● Problem requirements
Rewrite the entire listing below as a numbered list, leaving out any blank lines.

● Excerpts from annotation records
/---

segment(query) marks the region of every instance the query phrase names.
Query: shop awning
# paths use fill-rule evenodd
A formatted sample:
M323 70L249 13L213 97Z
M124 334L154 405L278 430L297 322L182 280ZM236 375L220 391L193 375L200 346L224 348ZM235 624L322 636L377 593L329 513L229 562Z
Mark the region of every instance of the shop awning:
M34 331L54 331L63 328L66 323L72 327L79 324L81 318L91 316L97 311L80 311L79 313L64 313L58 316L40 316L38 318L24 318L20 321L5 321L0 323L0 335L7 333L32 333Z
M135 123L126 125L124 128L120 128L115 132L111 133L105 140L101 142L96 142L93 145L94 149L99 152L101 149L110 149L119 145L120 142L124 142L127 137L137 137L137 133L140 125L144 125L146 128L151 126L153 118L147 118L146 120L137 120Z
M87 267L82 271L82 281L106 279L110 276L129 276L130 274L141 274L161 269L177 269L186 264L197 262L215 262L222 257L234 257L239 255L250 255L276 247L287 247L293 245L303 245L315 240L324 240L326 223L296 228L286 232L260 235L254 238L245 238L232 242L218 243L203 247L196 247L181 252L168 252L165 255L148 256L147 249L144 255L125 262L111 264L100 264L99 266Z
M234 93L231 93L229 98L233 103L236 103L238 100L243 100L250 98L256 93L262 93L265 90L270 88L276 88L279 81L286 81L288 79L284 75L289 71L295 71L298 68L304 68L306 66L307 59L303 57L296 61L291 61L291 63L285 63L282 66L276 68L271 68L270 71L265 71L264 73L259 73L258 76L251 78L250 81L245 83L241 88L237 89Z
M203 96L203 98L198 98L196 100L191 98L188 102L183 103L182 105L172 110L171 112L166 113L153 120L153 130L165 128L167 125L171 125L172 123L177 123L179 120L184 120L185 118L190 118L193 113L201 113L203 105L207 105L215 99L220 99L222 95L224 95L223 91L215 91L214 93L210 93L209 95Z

\---

● Complete answer
1. segment(query) marks the region of every instance the query phrase names.
2. Query: shop awning
3. # paths use fill-rule evenodd
4. A formatted sample:
5. M323 70L249 13L213 97Z
6. M124 334L154 405L278 430L297 322L182 280ZM236 375L220 391L193 375L200 346L224 348ZM235 624L322 636L377 593L329 513L229 562Z
7. Mark the region of every instance of the shop awning:
8. M34 331L54 331L63 328L66 323L72 327L79 324L81 318L91 316L97 311L80 311L79 313L64 313L58 316L40 316L38 318L24 318L20 321L5 321L0 323L0 335L7 333L32 333Z
9. M135 123L126 125L124 128L120 128L115 132L111 133L105 140L101 142L96 142L93 145L94 149L99 152L101 149L110 149L119 145L120 142L124 142L127 137L137 137L137 133L140 125L144 125L146 128L151 126L153 118L147 118L146 120L137 120Z
10. M87 267L82 271L82 281L106 279L110 276L129 276L130 274L141 274L161 269L177 269L186 264L197 262L215 262L222 257L234 257L239 255L250 255L276 247L287 247L293 245L303 245L315 240L324 240L326 223L296 228L286 232L260 235L254 238L245 238L232 242L218 243L203 247L196 247L181 252L168 252L165 255L148 256L147 249L144 255L125 262L111 264L100 264L99 266Z
11. M234 93L231 93L229 98L233 103L236 103L238 100L243 100L250 98L256 93L262 93L265 90L270 88L276 88L279 81L286 81L288 79L284 75L289 71L295 71L298 68L304 68L306 66L307 59L303 57L296 61L291 61L291 63L285 63L282 66L276 68L271 68L270 71L265 71L264 73L259 73L258 76L251 78L250 81L245 83L241 88L237 89Z
12. M203 96L203 98L198 98L196 100L191 98L188 102L183 103L182 105L172 110L171 112L166 113L153 120L153 130L165 128L167 125L171 125L172 123L177 123L179 120L184 120L185 118L190 118L193 113L201 113L203 105L207 105L215 99L220 99L222 95L224 95L223 91L215 91L214 93L210 93L209 95Z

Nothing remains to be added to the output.